- PASSAGE TO READ:
◆ ◆ ◆
# G519 Tool Bag



## Wackiforkhaki (Jun 12, 2017)

Just picked up this G519 tool bag.  It is not marked, all end caps, rivets and clasps are painted in army green.   It has a slightly different strap arrangement.  Has anyone seen this type of tool bag?


----------



## catfish (Jun 13, 2017)

Persons MFG.


----------



## johan willaert (Jun 13, 2017)

I saw this one when it was put up for sale on FB a couple of weeks ago... Don't know what to think about it... Why is there no persons logo embossed on the flap? Where's is the rim on the edge of the leather flap? leather seems so low quality compared to the pouches I have in my collection... Didn't trust this one at all...

Still at 50USd, I guess you can't go wrong and you got a great deal...


----------



## Wackiforkhaki (Jun 13, 2017)

Johan, i have this in hand and the leather is the same quality as my persons bag.   This is from the same era as the persons bag, I have zero concerns about originality.
Is it possible that Huffman used a different supplier?  Who was making a similiar bag to persons at the time?  Regardless it will display well on my bike.


----------



## rustjunkie (Jun 13, 2017)

Nice find 
 does anyone know the correct name/term for those clasps?


----------



## Land O' Aches (Jun 23, 2017)

rustjunkie said:


> Nice find
> does anyone know the correct name/term for those clasps?




I've heard them called "galoshes clips "


Sent from my iPhone using Tapatalk


----------



## rustjunkie (Jun 23, 2017)

Land O' Aches said:


> I've heard them called "galoshes clips "
◆ ◆ ◆
- PROVIDED MATERIAL:
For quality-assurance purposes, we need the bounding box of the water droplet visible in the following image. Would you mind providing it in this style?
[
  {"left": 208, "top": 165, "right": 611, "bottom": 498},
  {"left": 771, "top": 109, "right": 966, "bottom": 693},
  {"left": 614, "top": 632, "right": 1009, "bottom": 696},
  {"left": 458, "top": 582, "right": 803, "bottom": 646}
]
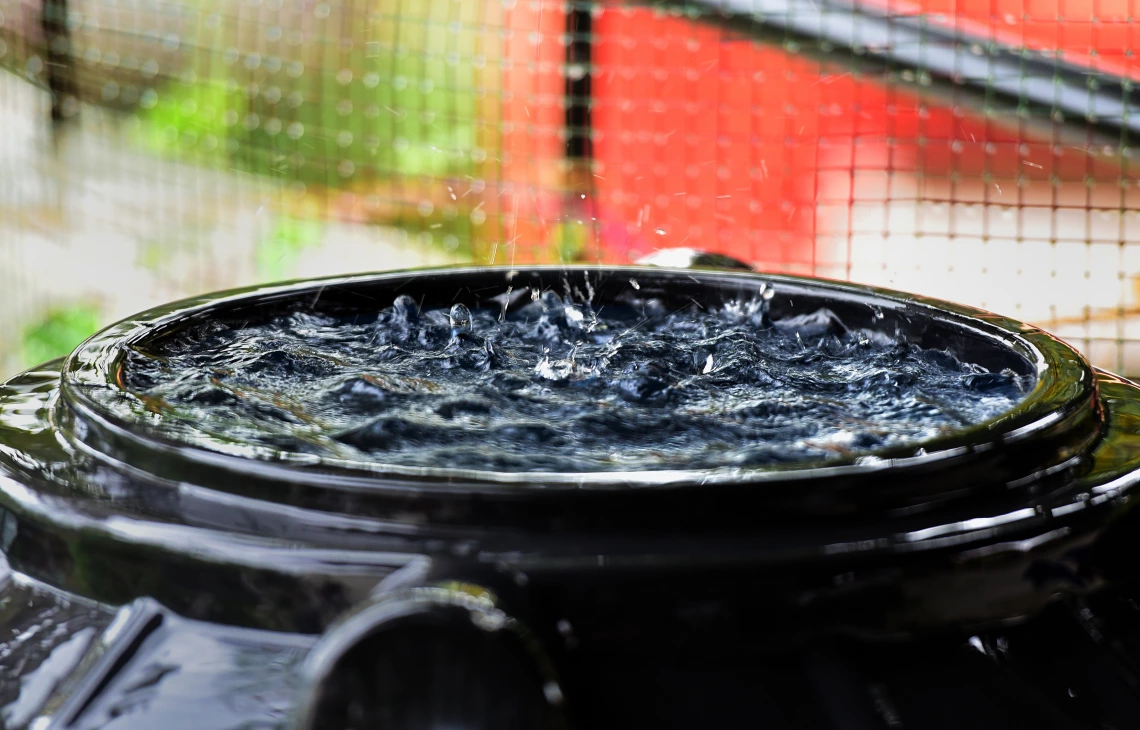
◆ ◆ ◆
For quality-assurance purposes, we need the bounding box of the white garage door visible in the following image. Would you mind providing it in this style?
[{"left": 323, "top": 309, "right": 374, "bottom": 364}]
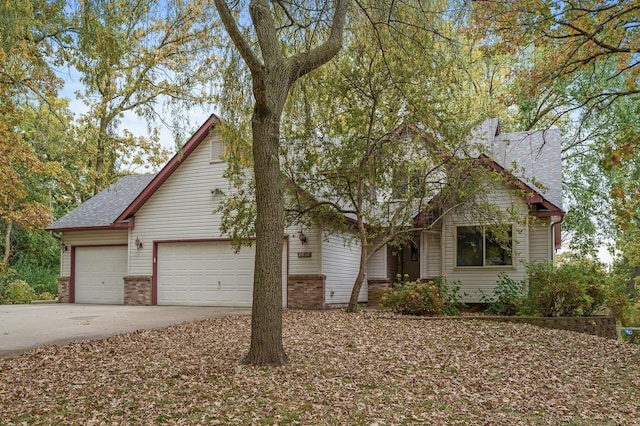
◆ ◆ ◆
- WORK TO DO:
1 – Which distinct usernames appear as post authors in the tool bag thread? List each one once.
2 – Copy everything in the tool bag thread from "I saw this one" down to "a great deal...".

- SOLUTIONS BY TASK:
1 –
Wackiforkhaki
catfish
johan willaert
rustjunkie
Land O' Aches

2 –
I saw this one when it was put up for sale on FB a couple of weeks ago... Don't know what to think about it... Why is there no persons logo embossed on the flap? Where's is the rim on the edge of the leather flap? leather seems so low quality compared to the pouches I have in my collection... Didn't trust this one at all...

Still at 50USd, I guess you can't go wrong and you got a great deal...